▶ **Given instruction**
Reproduce the material below in full, changing "seated audience member" to "seated spectator" and leaving everything else unchanged.

--- START ---

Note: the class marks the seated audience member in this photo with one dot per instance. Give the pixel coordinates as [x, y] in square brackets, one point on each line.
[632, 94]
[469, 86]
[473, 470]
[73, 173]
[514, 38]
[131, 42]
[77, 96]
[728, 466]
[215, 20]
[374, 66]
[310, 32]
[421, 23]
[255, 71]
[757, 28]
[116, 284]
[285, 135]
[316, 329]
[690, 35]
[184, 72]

--- END ---

▶ **Written reply**
Note: the class marks the seated spectator in this photo with one dot per instance. Give the pixel coordinates as [x, y] in square brackets, one point on each line.
[632, 94]
[469, 86]
[473, 470]
[73, 173]
[514, 38]
[131, 42]
[77, 96]
[728, 466]
[215, 20]
[374, 66]
[310, 32]
[421, 23]
[255, 71]
[757, 28]
[116, 284]
[285, 135]
[316, 329]
[690, 35]
[184, 72]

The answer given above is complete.